**What needs to be done:**
Restate each record word for word, from the first to the last.

**Records to use:**

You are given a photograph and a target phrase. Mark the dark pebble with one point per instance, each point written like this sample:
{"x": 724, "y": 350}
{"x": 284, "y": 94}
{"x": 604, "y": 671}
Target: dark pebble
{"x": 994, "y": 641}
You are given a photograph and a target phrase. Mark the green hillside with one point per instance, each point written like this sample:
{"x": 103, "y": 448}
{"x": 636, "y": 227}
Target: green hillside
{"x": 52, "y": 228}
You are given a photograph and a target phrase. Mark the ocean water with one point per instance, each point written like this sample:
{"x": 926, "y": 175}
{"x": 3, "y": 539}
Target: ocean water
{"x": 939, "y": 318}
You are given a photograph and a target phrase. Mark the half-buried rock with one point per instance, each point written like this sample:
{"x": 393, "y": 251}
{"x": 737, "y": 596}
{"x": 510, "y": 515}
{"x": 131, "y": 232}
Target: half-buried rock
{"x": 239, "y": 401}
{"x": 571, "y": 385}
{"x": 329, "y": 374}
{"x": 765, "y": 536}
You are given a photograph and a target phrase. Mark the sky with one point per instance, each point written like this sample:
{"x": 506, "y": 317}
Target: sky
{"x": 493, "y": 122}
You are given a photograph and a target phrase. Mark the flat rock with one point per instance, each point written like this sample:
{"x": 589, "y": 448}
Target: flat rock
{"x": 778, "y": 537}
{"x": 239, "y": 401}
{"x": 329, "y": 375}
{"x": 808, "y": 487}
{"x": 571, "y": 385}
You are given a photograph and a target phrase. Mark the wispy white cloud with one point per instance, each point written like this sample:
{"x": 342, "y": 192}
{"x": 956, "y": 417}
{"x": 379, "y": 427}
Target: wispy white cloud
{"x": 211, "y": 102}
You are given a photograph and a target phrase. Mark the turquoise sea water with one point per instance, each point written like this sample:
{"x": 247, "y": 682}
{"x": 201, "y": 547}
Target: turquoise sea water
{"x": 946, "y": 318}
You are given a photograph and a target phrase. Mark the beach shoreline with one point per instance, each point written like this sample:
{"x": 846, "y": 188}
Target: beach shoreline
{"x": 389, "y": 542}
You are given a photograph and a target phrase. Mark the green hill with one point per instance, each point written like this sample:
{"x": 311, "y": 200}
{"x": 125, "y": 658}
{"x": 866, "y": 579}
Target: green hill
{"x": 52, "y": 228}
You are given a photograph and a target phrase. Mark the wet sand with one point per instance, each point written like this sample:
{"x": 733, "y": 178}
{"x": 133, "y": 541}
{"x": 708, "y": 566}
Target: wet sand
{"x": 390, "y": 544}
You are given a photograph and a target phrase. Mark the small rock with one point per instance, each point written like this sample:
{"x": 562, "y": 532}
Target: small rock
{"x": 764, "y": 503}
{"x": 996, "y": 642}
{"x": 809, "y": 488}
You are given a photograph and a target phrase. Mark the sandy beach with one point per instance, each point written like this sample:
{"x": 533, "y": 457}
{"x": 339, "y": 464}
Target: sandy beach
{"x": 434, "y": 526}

**Answer to this problem:**
You are given a photograph and a target phrase. Mark the dark pebble with one point per instance, each point written like this sample:
{"x": 724, "y": 350}
{"x": 284, "y": 94}
{"x": 604, "y": 671}
Target: dark pebble
{"x": 994, "y": 641}
You are given a photograph and a target phrase. Mark the green hillside with one point per instance, each point written like this sample:
{"x": 103, "y": 448}
{"x": 636, "y": 227}
Target: green hillside
{"x": 52, "y": 228}
You are given a photograph and a target phrase. Mark the ocean water with one point per instance, each point written like this sample:
{"x": 926, "y": 175}
{"x": 3, "y": 539}
Target: ocean water
{"x": 939, "y": 318}
You are given a photograph and a target phrase. Mark the half-buried rock with one point per instance, each point written like this sample:
{"x": 393, "y": 251}
{"x": 737, "y": 596}
{"x": 510, "y": 515}
{"x": 131, "y": 232}
Target: half-buried rock
{"x": 239, "y": 401}
{"x": 571, "y": 385}
{"x": 329, "y": 374}
{"x": 765, "y": 536}
You are given a photograph and a target phrase. Mark the sky with one point per instance, each point written like this sample:
{"x": 506, "y": 317}
Target: sky
{"x": 493, "y": 122}
You are given a photograph and a target phrase. Mark the flat rock with one point per instance, each point written like this sample:
{"x": 589, "y": 448}
Target: flat rock
{"x": 778, "y": 537}
{"x": 239, "y": 401}
{"x": 329, "y": 375}
{"x": 808, "y": 487}
{"x": 571, "y": 385}
You are given a photograph and a target phrase. Mark the wispy white cloud with one point per instance, each point written like this sample:
{"x": 342, "y": 192}
{"x": 956, "y": 417}
{"x": 379, "y": 427}
Target: wispy white cloud
{"x": 211, "y": 102}
You are given a photograph and a target phrase. Mark the turquoise sea water with one point per instance, each point written like this sample:
{"x": 247, "y": 682}
{"x": 201, "y": 547}
Target: turquoise sea water
{"x": 946, "y": 318}
You are given a photograph and a target phrase. Mark the beach shoreline with one point per instance, each point written like this sample:
{"x": 846, "y": 188}
Target: beach shoreline
{"x": 389, "y": 542}
You are given a photograph and a target phrase. Mark the green hill with one point per instance, each point written like this sample:
{"x": 311, "y": 200}
{"x": 125, "y": 658}
{"x": 866, "y": 579}
Target: green hill
{"x": 52, "y": 228}
You are given a photograph and a target phrase. Mark the wet sand with one point per instance, each point written like this sample:
{"x": 733, "y": 178}
{"x": 133, "y": 541}
{"x": 708, "y": 566}
Target: wet sand
{"x": 390, "y": 544}
You are given a photograph and a target phrase. Mark the small rock with one point per instance, each point written like this sample:
{"x": 562, "y": 532}
Target: small rock
{"x": 764, "y": 503}
{"x": 996, "y": 642}
{"x": 809, "y": 488}
You are given a photograph and a target phrase. Mark the sandy beach with one point per instance, each point written like this sample:
{"x": 533, "y": 457}
{"x": 339, "y": 464}
Target: sandy beach
{"x": 434, "y": 526}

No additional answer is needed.